Письменное задание A:
В каком городе, по словам участника форумного обсуждения, живет Туван Дордже?
Письменное задание B:
Назовите всех людей, которых Гонбо Дордже упоминает по имени и фамилии в своем ответе в форумном обсуждении.
Письменное задание C:
Продолжите форумное обсуждение, начиная сразу после последней показанной строки.

Предоставленный отрывок:
#####
#  > > >  >  > Форум >  > > >  >  > Буддийские форумы >  > > >  >  > Тибетский буддизм >  > > >  >  > Гелуг >  > > >  >  >  Знает ли кто-нибудь Ширээтэ Ламу Туван Доржа?

## Дифо

Привет уважаемые форумчане! Подскажите пожалуйста:
Знает ли кто-нибудь Ширээтэ Ламу Калмыцкого Хурула (ул. Лермонтова, д.83)  Он был Ширээтэ Ламой в 1991 году.
Знаете Ламу Даву, старосту "Дядю Алика" и маджи Эрдни из того же хурула?
Понимаю, что это не программа "Жди меня", но может кто знает и напишет.
С уважением Дифо

----------

Мошэ (14.03.2011)

----------


## Гонбо Дордже

Привет!
Туван Дордже живет в Улан-Удэ и работает отдельно от ТБСР, вместе с Чой-Дордже Будаевым.
Дядя Алик - это скорее Алик Дорджиев - живет и работает в США.
Манджи Эрдни, если молодой, то это Эрдни Немгиров, кстати, племянник дяди Алика, художник-танкописец, после росписи Хурула в Элисте уехал в США.
если взрослый, то это Эрдни Ванькаев, который, к сожалению, скоропостижно скончался в 1996 году.

----------


## Дифо

> Привет!
> Туван Дордже живет в Улан-Удэ и работает отдельно от ТБСР, вместе с Чой-Дордже Будаевым.
> Дядя Алик - это скорее Алик Дорджиев - живет и работает в США.
#####
Предоставленные записи:

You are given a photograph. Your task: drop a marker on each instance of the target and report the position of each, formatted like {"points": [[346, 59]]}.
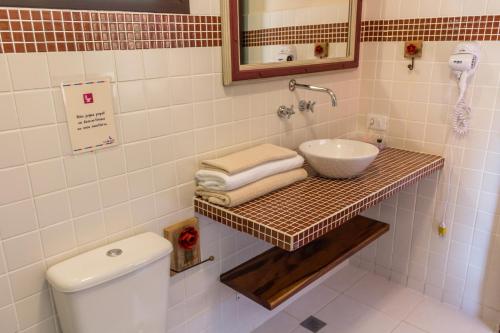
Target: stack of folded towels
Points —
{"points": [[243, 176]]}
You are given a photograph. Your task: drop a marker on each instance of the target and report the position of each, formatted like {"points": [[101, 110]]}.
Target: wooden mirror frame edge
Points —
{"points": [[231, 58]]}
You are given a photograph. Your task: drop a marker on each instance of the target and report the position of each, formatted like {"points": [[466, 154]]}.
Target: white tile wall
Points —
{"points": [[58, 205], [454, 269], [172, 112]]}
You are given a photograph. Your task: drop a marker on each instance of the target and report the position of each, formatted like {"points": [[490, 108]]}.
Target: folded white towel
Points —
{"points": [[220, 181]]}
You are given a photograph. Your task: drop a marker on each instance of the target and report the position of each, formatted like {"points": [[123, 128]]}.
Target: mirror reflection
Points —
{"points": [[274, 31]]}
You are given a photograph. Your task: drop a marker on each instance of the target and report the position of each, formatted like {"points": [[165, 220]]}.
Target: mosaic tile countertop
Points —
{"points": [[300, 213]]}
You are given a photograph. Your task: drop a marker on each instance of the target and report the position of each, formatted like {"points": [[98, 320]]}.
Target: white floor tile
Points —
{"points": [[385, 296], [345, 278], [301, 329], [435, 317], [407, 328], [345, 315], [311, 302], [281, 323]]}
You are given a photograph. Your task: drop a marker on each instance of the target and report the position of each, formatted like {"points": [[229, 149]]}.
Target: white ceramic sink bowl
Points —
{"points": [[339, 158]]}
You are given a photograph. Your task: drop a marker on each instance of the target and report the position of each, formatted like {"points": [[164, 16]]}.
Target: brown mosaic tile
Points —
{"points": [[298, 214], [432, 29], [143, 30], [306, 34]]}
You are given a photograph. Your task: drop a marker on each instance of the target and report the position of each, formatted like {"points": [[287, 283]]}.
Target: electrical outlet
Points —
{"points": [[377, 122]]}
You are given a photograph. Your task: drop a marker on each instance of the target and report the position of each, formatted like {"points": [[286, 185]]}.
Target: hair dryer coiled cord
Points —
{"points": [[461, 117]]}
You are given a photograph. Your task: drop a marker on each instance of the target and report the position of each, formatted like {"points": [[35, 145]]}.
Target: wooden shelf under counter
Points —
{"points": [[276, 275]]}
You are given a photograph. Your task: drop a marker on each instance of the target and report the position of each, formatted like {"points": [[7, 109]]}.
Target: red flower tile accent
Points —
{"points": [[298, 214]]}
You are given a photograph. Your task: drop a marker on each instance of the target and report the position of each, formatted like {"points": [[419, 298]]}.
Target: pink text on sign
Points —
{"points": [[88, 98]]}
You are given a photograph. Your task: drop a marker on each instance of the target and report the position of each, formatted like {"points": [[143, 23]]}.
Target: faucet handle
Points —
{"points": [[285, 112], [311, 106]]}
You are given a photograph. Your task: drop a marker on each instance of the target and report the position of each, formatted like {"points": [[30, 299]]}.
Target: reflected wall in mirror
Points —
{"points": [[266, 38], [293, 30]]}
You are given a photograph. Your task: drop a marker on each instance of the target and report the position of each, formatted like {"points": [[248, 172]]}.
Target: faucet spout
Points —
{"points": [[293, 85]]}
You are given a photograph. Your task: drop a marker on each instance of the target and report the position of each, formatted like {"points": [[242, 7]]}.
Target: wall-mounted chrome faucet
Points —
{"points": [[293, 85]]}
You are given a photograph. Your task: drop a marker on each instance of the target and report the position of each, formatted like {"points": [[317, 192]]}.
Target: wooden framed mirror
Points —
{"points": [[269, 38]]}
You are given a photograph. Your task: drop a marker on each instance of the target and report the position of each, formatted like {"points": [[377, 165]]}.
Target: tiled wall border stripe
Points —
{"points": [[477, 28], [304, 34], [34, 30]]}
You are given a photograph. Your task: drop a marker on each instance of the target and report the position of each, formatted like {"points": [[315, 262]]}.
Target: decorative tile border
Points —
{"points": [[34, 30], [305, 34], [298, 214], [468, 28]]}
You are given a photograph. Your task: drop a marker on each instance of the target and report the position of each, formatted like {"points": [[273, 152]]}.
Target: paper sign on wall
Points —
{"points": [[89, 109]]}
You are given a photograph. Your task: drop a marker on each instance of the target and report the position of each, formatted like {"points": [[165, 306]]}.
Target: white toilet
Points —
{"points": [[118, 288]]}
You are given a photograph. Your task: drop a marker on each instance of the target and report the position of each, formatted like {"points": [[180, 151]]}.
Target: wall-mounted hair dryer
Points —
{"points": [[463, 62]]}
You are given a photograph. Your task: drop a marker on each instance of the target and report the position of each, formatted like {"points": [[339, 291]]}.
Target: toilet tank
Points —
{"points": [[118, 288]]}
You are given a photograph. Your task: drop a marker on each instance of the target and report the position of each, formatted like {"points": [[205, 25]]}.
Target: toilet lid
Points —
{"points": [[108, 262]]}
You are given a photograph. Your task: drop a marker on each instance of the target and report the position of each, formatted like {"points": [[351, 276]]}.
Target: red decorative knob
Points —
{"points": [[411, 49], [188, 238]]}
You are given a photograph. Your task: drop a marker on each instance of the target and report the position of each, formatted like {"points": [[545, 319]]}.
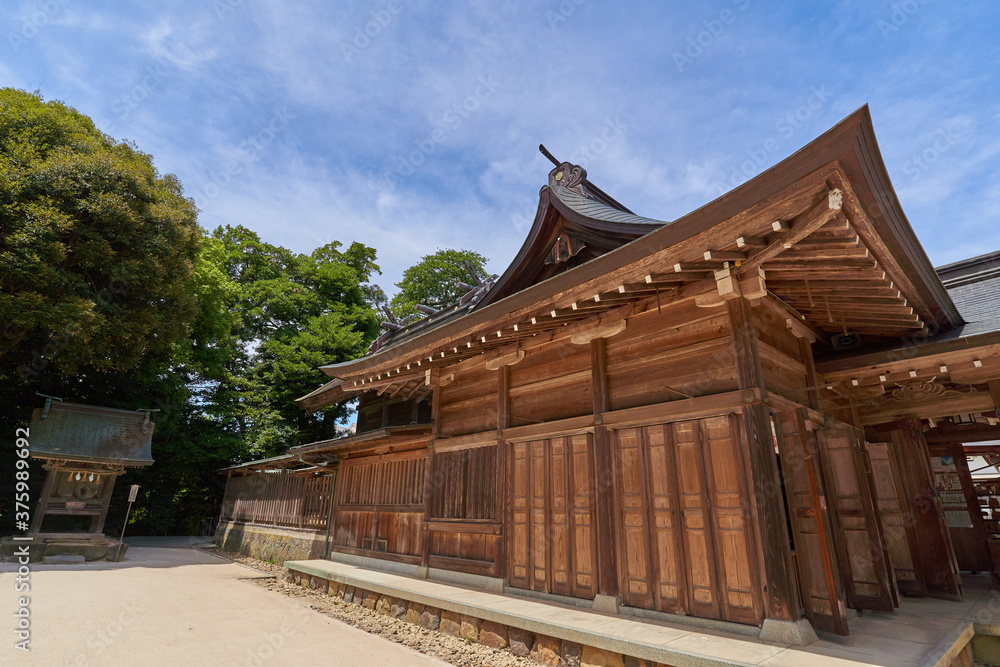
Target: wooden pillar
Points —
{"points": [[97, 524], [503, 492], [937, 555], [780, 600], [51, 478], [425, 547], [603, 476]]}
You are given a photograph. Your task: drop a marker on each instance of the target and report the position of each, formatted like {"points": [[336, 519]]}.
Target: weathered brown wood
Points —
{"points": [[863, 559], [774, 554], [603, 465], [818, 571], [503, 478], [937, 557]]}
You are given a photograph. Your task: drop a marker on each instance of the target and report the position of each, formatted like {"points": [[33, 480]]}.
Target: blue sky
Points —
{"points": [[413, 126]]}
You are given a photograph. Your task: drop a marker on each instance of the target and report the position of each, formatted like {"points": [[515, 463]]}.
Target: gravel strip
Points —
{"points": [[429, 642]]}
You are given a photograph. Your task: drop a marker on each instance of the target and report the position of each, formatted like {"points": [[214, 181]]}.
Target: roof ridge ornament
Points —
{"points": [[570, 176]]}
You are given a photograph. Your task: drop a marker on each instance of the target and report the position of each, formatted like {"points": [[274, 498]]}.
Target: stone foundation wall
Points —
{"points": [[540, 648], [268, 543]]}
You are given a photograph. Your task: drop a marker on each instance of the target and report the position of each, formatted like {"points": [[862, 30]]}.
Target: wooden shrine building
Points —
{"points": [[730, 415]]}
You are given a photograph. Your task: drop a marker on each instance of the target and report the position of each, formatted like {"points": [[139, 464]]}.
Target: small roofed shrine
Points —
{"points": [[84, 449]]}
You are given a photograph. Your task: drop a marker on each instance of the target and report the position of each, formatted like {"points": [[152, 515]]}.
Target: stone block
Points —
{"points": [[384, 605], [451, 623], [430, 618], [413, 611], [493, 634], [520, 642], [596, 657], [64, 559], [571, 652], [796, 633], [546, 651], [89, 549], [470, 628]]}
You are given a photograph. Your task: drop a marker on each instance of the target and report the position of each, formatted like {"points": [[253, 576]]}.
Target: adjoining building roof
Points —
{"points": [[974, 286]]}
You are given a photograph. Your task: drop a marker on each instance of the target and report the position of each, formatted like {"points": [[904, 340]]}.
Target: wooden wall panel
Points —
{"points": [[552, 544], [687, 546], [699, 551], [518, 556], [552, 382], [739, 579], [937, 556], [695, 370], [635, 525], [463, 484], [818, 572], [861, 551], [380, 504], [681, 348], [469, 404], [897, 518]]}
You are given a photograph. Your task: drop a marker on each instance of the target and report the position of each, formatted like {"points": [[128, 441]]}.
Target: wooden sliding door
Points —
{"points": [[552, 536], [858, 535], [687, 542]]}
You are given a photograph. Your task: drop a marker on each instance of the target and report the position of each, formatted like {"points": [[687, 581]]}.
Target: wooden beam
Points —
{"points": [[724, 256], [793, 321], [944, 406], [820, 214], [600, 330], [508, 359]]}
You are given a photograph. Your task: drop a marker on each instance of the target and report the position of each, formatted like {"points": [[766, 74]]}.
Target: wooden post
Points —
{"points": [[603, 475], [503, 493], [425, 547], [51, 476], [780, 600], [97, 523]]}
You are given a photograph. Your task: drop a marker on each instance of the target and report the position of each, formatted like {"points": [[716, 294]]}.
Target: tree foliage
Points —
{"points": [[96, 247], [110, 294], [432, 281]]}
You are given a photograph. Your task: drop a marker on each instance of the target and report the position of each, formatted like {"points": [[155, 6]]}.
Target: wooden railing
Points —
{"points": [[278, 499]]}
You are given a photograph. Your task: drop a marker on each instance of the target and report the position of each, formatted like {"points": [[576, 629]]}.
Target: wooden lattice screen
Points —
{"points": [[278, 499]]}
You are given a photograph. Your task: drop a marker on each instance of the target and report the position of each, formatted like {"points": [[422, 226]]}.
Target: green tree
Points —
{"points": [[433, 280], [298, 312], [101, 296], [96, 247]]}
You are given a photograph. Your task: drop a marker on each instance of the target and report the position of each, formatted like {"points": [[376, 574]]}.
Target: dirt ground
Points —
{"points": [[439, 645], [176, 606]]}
#####
Ответ на задание A:
В Улан-Удэ.

Ответ на задание B:
Туван Дордже, Чой-Дордже Будаев, Алик Дорджиев, Эрдни Немгиров, Эрдни Ванькаев.

Ответ на задание C:
> Манджи Эрдни, если молодой, то это Эрдни Немгиров, кстати, племянник дяди Алика, художник-танкописец, после росписи Хурула в Элисте уехал в США.
> если взрослый, то это Эрдни Ванькаев, который, к сожалению, скоропостижно скончался в 1996 году.


Привет Гонбо Дордже!
Огромное спасибо за информацию!!!
Лама Туван Дордже учит в каком-нибуь Центре?
Если возможно, то дайте адрес этого места.
Я может быть в январе этого года доеду до Улан Удэ. 
Если доеду, то как можно записаться на приём?

А Эрдни в 1991 году был ребёнком и помогал Ламам в церемониях.
Так это какой из них?

С уважением и благодарностью  из Киселёвска Дифо.

(Киселёвская Буддийская Сангха)

----------


## Маруся

Я знаю только Уланов Санджи Уланович (Санджи-гелюнг), 1903-1996

----------


## Дифо

Привет Гонбо Дордже!
Огромное спасибо за информацию!!!
Если Вы на форуме, то ответьте можно ли записаться на приём к Ламе Туван Доржу? Я вероятно завтра буду в Улан Удэ.


С уважением и благодарностью  из Киселёвска Дифо.

Киселёвская Буддийская Сангха

----------


## Дифо

:Mad: Увы не встретился с Туван Дорджем.

----------


## Баир Борис

> Привет!
> Туван Дордже живет в Улан-Удэ и работает отдельно от ТБСР, вместе с Чой-Дордже Будаевым.


Туван Дордже не живёт в Улан-Удэ и не работает с Чой Дордже.
Так же он и не с БТСР.

Он лама в Ацагатском дацане.

----------

Мошэ (14.03.2011)

----------


## Mergen

> Привет уважаемые форумчане! Подскажите пожалуйста:
> Знает ли кто-нибудь Ширээтэ Ламу Калмыцкого Хурула (ул. Лермонтова, д.83)  Он был Ширээтэ Ламой в 1991 году.
> Знаете Ламу Даву, старосту "Дядю Алика" и маджи Эрдни из того же хурула?
> Понимаю, что это не программа "Жди меня", но может кто знает и напишет.
> С уважением Дифо


могу привет передать. если что. "Алик-джану" и его племянику Эрдни. они живут сша.

----------


## Дифо

> могу привет передать. если что. "Алик-джану" и его племянику Эрдни. они живут сша.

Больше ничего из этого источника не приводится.